And then as I moved into the old Army Air Corps -- first off, we were shipped initially to Fort Custer, Michigan. Then we received our assignments to Keesler Field. And I don't know why -- maybe because I looked it or acted it -- but I was told that I was going to be in charge of the detachment going to Keesler, and that I was responsible then for seeing to it that -- first of all, that they had all of their equipment with them, that they were lined up and ready to go at a given point, and so forth, and responsible to see that they got there. Well, of course, that was very easy because we all loaded onto a train. I counted to make sure they were there, looked at the orders and made sure that they were there, and we got them to Keesler. Then after I arrived at Keesler, I was in basic training. That was rather uneventful. But then for some reason or other, my commander selected me to supervise a couple of work details.

BOND: Why do you think he selected you?

THEUS: I don't know. I think that maybe it was because -- maybe I looked eager. Or maybe I was emitting some signals of which I wasn't aware at the time. But I was selected for that, and the next thing that I recall is that he came out and he said, "Would you like to go to clerical school?" And I said, "Of course, sir." So I found myself then going over to Atlanta University for a short course then in military clerical business. And perhaps again because I tried to do the best with my job, I soon found myself as chief clerk in the office, seeing to it that all of the other clerical duties were performed well, that the people were doing them. And then shortly thereafter I was asked if I would prefer to really be a first sergeant. And so I was then appointed to that position, to acting-first sergeant because I was still a staff sergeant, but I was given that position. And then I gradually -- not gradually -- I started to enjoy being in charge, making sure that things happened. Making sure that they happened without -- with minimum disruption, with minimum of turbulence and so forth. So, yes, I think that there was definitely a build-up of this leadership quality and desire to lead, long before I got to Officer Candidate School.

BOND: And the very nature of the military is this hierarchical system where this person's in charge of these people, this person in charge of that person and them, and so on and so on -- a stairstep, and you're moving up this stairstep and feeling, "I can do this."

THEUS: Yes, exactly.

BOND: And proving "I can do this" and then comes officer training school and that's a big step.

● Stored data:
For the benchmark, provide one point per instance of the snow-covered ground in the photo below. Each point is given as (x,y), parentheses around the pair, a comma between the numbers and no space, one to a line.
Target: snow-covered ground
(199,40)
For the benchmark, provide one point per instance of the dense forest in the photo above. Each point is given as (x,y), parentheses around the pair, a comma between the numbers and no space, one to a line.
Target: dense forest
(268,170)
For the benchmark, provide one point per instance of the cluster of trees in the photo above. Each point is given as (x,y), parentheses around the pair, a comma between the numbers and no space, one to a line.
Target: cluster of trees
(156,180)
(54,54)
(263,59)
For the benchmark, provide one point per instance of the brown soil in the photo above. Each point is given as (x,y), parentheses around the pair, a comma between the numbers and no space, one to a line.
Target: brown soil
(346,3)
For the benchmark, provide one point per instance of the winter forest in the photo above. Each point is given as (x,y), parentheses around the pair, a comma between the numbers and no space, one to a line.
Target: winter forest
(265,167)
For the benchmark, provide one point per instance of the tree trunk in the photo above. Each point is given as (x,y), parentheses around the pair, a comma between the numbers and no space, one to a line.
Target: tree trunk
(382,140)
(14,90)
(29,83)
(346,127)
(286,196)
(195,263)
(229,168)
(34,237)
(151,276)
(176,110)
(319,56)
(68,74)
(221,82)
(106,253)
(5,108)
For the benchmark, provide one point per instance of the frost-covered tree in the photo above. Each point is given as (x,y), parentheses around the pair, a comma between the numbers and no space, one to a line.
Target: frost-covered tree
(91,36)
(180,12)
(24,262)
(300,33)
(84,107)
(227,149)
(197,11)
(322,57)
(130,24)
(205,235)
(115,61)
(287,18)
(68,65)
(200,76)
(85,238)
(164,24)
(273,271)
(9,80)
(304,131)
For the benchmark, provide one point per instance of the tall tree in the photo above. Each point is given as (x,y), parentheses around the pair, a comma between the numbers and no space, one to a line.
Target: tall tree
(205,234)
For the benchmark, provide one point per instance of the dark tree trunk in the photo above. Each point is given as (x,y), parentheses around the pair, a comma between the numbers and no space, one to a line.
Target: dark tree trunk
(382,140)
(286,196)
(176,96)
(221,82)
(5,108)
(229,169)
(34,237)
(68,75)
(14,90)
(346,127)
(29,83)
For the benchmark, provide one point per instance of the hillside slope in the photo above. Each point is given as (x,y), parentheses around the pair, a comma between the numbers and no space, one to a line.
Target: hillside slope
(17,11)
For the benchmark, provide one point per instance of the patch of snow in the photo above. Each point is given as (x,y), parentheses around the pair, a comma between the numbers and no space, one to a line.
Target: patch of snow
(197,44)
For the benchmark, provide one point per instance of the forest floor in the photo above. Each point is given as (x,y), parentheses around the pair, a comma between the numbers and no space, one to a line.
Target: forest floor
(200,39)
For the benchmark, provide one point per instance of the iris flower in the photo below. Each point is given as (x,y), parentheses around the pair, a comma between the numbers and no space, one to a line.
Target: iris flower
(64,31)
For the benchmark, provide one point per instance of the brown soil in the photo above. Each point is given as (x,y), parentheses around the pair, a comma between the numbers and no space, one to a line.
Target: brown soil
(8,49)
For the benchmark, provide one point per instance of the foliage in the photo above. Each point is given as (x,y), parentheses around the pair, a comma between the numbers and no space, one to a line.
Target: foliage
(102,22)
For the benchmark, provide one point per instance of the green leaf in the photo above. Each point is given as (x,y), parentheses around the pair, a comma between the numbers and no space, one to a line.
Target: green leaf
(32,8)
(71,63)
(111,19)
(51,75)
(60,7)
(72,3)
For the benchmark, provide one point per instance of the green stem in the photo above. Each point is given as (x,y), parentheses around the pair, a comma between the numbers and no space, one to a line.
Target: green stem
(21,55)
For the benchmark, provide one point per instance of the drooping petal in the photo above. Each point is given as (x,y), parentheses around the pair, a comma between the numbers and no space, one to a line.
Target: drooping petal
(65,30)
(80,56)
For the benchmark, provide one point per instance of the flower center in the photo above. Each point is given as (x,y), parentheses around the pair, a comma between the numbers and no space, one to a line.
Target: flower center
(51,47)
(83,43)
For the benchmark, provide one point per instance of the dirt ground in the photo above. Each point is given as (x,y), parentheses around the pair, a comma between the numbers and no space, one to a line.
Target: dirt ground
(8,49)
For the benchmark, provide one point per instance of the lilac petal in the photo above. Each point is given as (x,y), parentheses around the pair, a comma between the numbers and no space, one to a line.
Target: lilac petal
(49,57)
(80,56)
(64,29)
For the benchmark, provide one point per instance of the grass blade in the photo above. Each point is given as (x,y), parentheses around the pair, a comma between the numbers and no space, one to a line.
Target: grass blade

● Required tasks:
A: Retype the passage of the interview excerpt on military service that opens with the words containing "BOND: And the" and closes with "THEUS: Yes, exactly.".
B: Render this sentence from the interview excerpt on military service in Spanish: "Then after I arrived at Keesler, I was in basic training."
C: Write what follows the final line of the interview excerpt on military service.

● Written answers:
A:
BOND: And the very nature of the military is this hierarchical system where this person's in charge of these people, this person in charge of that person and them, and so on and so on -- a stairstep, and you're moving up this stairstep and feeling, "I can do this."

THEUS: Yes, exactly.

B: Luego, después de llegar a Keesler, estuve en el entrenamiento básico.

C:
THEUS: That is true. You put it very well, because as I started to move up, many times just on the basis of performance of the duties that I had, then I got another chevron, when I had moved up another notch. Then you had to quickly grow into the position. In other words, you had to now -- you're a sergeant, you have act like a sergeant, you see. How does a sergeant act? Well, a sergeant has to be a leader. And so now you move to the next level. You have others under your, not necessarily control, but your supervision, and so you have to now exercise your leadership ability with that group. And so it was a combination of doing the work well, wanting to move ahead, and then once moving to the next level, then growing into the position. And demonstrating that you could successfully manage the next level of people.

BOND: Now, in all of this what role, if any -- and I believe it must play some -- does race play? I don't mean race in guaranteeing you success, but just race generally. Here you are, a racial minority in an overwhelmingly white institution, at a time in American life when racism is prevalent everywhere. How is this coming into your life?

THEUS: Well, you see, at that time, at the times that we have discussed, we were -- I was in an organization that was all one group, was all black.

BOND: Right, but you're in the middle, this all-black group is in the middle of this larger white group.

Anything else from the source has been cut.